August 1945: A Foundational Turning Point

In October 2025, Donald Trump’s announcement that the United States would resume nuclear testing —after more than three decades of de facto moratorium— signaled that nuclear capability was again being staged as a visible marker of status and resolve, not merely as a silent deterrent. Presented as a conditional response to possible Russian and Chinese tests, this declaration reactivated competitive logics of technological demonstration and raised immediate alarms among international verification and monitoring bodies such as the Comprehensive Nuclear-Test-Ban Treaty Organization, which warned of the cumulative erosion of arms control norms and the symbolic crossing of a threshold that many states considered politically and morally closed. In this renewed nuclear climate, the memory of Hiroshima and Nagasaki returns, not as a distant episode but as a living fault line in the international order. On 6 and 9 August 1945, the U.S. bombings of Hiroshima and Nagasaki inaugurated the nuclear age by combining, in a single act, military innovation, total destruction, and political signalling. Since then, historians, strategists, and philosophers have debated whether Truman’s choice was the least catastrophic option available or an avoidable moral catastrophe rationalized after the fact. Detailed archival work and revisionist interpretations confront each other: some emphasize the anticipated casualties of a land invasion and the pressure to end the war swiftly; others stress diplomatic alternatives, the looming Soviet entry into the conflict, and the desire to shape the post-war balance of power in Asia (Walker 2016; Alperovitz 1996; Maddox 1995; Bernstein 1995). The result is not consensus, but a structured disagreement that already contains the central problem of nuclear morality: whether extreme necessity can ever legitimize deliberately targeting civilians.
====
Requirements. Extend the passage on the August 1945 atomic bombings and nuclear morality, beginning after its final sentence. The dataset items are separate material and are not part of the passage on the August 1945 bombings.

Dataset records:
====
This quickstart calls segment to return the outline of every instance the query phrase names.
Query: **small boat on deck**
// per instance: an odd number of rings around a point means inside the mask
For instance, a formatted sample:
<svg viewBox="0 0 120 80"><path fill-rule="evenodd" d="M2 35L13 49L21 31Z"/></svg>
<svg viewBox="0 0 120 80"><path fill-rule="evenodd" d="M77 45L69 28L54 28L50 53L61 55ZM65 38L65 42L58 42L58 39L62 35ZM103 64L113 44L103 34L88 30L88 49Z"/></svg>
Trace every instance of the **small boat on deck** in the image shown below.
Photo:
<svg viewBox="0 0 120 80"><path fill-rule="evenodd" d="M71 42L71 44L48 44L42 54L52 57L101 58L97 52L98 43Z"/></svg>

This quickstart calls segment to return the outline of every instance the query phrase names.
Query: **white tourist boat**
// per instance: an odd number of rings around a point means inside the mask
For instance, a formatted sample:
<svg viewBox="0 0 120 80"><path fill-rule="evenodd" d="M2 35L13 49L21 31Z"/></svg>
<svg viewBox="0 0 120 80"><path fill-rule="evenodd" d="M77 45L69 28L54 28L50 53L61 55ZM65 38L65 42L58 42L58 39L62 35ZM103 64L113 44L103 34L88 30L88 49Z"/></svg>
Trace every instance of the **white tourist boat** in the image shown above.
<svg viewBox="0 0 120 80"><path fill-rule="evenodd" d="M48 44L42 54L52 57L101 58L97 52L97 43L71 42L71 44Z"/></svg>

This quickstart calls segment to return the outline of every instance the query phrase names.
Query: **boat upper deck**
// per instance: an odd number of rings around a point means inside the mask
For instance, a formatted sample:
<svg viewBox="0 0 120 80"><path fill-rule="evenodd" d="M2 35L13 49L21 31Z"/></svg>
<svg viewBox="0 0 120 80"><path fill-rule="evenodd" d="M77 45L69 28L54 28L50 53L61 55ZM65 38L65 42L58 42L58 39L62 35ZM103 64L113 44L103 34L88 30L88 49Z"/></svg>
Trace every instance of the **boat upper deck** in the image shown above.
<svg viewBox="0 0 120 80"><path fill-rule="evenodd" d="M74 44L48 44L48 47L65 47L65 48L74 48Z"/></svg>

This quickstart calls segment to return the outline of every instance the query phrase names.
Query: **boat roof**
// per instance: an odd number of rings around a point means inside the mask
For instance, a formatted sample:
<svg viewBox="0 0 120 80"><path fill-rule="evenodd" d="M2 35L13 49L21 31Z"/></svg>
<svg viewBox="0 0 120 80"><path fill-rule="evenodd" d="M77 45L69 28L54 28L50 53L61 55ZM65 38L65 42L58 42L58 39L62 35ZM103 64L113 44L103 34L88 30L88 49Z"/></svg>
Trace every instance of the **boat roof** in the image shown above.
====
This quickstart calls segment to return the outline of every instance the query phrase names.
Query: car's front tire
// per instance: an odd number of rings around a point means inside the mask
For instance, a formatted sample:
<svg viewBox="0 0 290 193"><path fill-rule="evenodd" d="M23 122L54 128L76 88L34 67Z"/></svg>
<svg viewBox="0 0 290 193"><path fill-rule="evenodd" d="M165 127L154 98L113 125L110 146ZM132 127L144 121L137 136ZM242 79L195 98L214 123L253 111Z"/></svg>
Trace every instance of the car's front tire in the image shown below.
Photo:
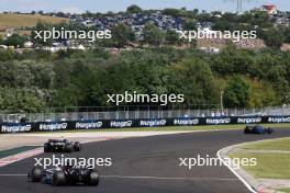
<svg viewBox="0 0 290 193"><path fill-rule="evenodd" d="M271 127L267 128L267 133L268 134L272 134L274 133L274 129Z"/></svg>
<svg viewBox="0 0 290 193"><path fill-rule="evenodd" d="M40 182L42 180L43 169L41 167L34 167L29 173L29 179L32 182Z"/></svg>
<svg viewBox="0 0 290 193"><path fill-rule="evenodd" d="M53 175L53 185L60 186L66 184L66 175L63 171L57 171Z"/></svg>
====
Written answer.
This unresolved tension reverberates in the twenty-first century, where nuclear discourse has re-emerged at the heart of crises in Europe and Asia. The war in Ukraine has been accompanied by explicit and implicit nuclear threats from Moscow calibrated to deter NATO involvement and freeze territorial gains; debates in Washington, Moscow, Beijing, Paris, London, and New Delhi revisit the vocabulary of “credibility,” “red lines,” and “escalation dominance,” as analyzed in contemporary deterrence and risk studies such as those of leading strategic institutes. Against this background, Nina Tannenwald’s concept of the “nuclear taboo” is crucial: she shows how, since 1945, a strong normative inhibition has developed against nuclear use, embedded in state practice, legal argument, and public discourse, and interacting with—but not reducible to—deterrence logics (Tannenwald 2007; Tannenwald 1999). Hiroshima and Nagasaki thus function as a strategic and moral mirror: they oblige today’s decision-makers to confront the link between historical memory, legal obligations, and the practical conditions under which the nuclear threshold might, or might not, hold.

Truman at an Impasse: Alternatives and Calculations – Military Urgency and the Limits of Strategic Rationality

By the summer of 1945, the Pacific War had become a prolonged catastrophe for Japan and a mounting burden for the United States, yet Tokyo showed no clear sign of unconditional surrender. Massive incendiary raids had devastated major cities; the naval blockade strangled imports of food and fuel; industrial capacity eroded; and yet the imperial leadership clung to the hope of extracting better terms or exploiting divisions among the Allies. The Japanese high command prepared Operation Ketsu-Go, a last-ditch defense of the home islands founded on near-total mobilization, suicide tactics, and the expectation that inflicting intolerable casualties on invading U.S. forces might shift American political calculations (Frank 1999). In Washington, planners faced a strategic impasse: defeat Japan decisively, but at what cost and by which means, in a context where domestic expectations demanded rapid victory and minimal additional bloodshed after V-E Day.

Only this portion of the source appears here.